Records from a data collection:
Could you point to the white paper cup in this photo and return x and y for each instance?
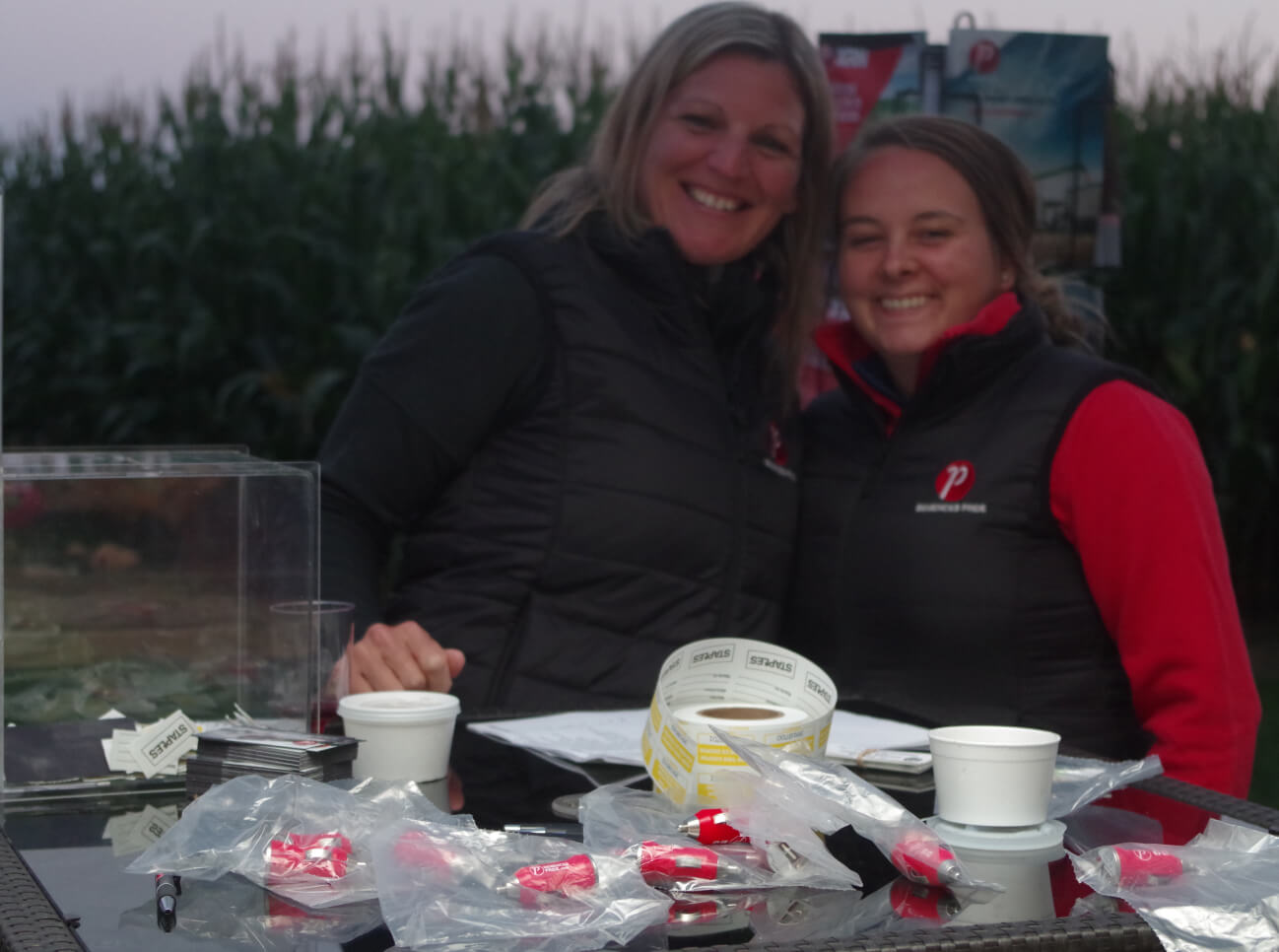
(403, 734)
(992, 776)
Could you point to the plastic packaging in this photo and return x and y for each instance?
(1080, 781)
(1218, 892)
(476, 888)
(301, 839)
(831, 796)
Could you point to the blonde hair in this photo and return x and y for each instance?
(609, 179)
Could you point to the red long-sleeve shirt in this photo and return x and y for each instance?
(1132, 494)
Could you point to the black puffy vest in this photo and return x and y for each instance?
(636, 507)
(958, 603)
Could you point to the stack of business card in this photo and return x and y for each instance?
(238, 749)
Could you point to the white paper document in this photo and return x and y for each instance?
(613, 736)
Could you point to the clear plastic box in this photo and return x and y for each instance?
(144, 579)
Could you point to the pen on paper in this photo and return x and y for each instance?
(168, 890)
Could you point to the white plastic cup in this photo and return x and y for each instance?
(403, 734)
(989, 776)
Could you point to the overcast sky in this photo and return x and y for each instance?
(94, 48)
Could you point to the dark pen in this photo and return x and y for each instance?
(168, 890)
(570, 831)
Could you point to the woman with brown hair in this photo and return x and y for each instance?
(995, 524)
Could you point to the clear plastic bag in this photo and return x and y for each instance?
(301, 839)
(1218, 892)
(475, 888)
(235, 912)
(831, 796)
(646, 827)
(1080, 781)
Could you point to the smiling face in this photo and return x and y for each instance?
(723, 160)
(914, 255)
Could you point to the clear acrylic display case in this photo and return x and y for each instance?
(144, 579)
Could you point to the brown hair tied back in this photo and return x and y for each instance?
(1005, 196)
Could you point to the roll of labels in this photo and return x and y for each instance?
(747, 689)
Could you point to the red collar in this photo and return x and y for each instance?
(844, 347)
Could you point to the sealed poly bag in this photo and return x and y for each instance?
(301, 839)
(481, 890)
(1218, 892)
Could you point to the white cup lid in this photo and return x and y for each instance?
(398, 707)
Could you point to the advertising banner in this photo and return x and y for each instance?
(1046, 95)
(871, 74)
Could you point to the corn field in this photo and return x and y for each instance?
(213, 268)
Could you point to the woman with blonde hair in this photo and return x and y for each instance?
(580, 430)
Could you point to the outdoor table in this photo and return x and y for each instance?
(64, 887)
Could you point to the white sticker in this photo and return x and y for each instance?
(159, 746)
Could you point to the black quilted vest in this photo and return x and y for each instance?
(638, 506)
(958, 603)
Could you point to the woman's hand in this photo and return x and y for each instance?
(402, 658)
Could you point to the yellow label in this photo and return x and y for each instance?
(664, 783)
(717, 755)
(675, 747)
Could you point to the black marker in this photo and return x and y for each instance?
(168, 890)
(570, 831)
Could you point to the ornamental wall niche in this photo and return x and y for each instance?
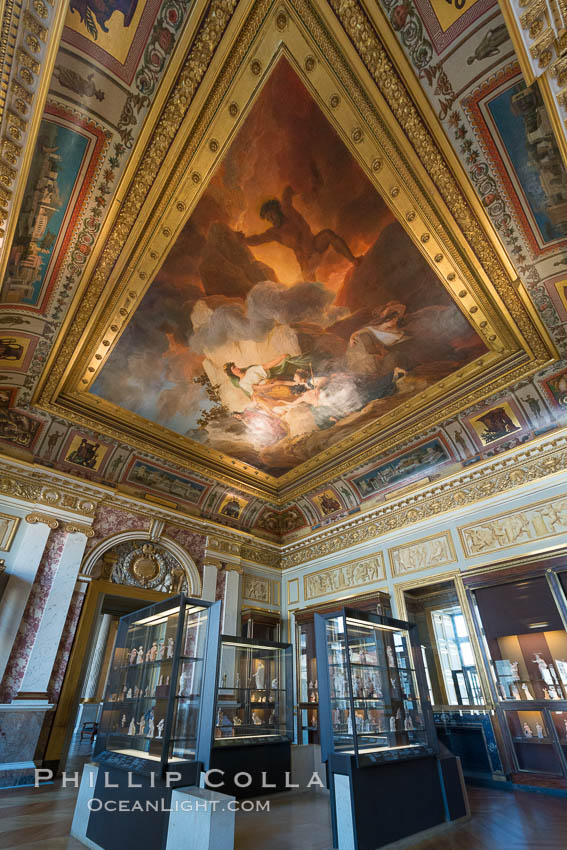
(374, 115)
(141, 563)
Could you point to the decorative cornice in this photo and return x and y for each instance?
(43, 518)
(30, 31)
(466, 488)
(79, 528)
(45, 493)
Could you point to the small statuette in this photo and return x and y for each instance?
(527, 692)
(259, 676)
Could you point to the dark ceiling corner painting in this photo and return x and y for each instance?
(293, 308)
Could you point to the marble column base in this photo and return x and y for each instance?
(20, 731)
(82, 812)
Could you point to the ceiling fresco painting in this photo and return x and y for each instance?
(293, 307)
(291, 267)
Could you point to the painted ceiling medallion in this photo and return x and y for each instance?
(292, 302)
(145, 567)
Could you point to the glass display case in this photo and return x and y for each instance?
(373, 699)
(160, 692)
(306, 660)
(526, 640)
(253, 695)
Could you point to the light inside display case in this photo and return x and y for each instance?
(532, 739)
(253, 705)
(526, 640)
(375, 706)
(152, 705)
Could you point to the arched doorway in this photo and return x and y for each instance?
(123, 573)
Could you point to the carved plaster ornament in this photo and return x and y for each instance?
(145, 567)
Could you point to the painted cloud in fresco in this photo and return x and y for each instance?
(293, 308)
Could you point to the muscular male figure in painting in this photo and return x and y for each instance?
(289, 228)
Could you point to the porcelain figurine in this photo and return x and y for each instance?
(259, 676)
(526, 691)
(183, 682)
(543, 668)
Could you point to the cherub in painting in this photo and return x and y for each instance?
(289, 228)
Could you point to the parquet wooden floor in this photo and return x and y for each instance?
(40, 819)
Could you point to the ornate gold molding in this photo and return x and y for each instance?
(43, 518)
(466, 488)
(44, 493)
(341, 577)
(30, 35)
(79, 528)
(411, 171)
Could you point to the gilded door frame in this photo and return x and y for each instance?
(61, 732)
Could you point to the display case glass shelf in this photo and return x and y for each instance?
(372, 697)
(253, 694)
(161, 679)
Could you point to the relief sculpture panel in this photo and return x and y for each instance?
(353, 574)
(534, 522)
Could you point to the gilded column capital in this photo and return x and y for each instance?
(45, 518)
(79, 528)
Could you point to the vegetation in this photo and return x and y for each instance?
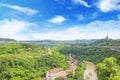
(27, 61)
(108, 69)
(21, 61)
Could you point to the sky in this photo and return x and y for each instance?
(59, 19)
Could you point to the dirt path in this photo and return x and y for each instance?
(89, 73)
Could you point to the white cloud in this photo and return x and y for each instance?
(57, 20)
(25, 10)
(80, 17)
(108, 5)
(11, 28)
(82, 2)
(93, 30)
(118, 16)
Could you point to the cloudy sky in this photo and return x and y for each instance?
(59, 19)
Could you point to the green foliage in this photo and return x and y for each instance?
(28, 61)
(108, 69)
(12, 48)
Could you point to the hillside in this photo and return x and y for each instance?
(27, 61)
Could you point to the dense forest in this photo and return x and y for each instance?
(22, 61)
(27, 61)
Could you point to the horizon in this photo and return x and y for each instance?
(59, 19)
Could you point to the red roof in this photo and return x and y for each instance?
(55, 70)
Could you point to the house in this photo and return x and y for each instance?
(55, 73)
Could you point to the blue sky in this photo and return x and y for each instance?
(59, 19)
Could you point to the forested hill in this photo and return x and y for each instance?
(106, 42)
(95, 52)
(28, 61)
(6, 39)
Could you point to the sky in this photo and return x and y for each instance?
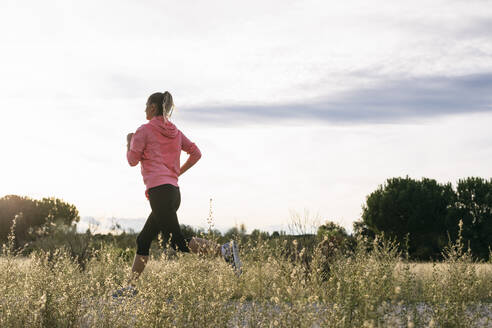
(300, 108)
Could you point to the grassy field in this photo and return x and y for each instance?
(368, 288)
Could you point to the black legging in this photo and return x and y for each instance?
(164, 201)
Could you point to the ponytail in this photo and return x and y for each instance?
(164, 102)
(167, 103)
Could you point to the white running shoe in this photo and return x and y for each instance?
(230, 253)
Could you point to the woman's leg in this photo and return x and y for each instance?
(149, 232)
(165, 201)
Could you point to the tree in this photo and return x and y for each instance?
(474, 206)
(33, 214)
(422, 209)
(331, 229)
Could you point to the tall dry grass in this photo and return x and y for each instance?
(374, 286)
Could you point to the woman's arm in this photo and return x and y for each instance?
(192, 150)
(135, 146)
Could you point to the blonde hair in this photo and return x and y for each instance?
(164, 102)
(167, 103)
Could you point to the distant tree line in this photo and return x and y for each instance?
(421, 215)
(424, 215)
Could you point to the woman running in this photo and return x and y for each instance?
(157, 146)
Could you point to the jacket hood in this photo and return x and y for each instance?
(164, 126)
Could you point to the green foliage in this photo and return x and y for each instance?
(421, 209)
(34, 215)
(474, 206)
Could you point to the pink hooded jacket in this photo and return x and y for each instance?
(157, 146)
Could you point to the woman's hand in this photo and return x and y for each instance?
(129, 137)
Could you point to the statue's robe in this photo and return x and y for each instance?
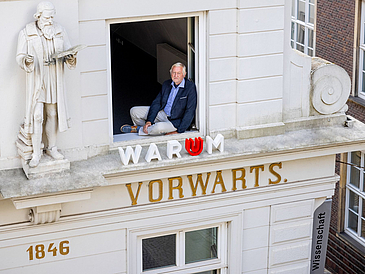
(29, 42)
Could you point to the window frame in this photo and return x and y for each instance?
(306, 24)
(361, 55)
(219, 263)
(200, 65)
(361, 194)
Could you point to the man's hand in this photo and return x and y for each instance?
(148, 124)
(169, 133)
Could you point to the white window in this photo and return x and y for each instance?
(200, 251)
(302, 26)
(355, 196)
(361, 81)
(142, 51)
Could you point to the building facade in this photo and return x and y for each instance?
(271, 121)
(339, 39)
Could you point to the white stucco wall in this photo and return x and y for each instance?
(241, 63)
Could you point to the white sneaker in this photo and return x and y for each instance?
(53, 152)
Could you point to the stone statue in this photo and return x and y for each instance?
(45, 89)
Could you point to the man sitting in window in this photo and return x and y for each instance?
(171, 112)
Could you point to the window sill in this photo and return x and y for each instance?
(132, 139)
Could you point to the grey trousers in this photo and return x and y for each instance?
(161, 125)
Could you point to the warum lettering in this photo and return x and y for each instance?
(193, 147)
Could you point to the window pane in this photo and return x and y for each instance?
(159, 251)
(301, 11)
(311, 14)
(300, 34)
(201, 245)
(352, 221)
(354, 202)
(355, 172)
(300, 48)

Your objective
Starting at the line with "Could you point to the window frame", copy every line up to and including the last one in the entries above.

Answer
Could you point to the window frame in this photo and return x and y for each instance?
(306, 24)
(361, 55)
(219, 263)
(200, 65)
(361, 194)
Could you point to the man's hand in this photo and return x and y for each instance?
(148, 124)
(169, 133)
Could you point to the white window in this photo and return x and y for each instance?
(200, 251)
(302, 26)
(355, 196)
(361, 81)
(142, 51)
Could you point to the building facade in this photo and return x and y for each instance?
(271, 121)
(339, 39)
Could you point to the white stucco wall in this photo and return x and y for each instance?
(241, 63)
Could you point to the white sneaker in this photo and return x and y for each instance?
(53, 152)
Could you point to the stone statue in this photo and return x and y for each instance?
(45, 89)
Could you point to the man sitting in window in this photo and return x and y for each instance?
(171, 112)
Could you point to the window sill in this photo and return x and y for each instance?
(132, 139)
Could you point to the grey trousers in this photo and return x and y for each instance?
(161, 125)
Could you point to the warum lettering in this photo and return x and y for each instance?
(193, 147)
Could you point to the window pane in this photo and return x and y for each instance?
(159, 251)
(301, 11)
(311, 14)
(300, 34)
(201, 245)
(352, 221)
(354, 202)
(355, 172)
(300, 48)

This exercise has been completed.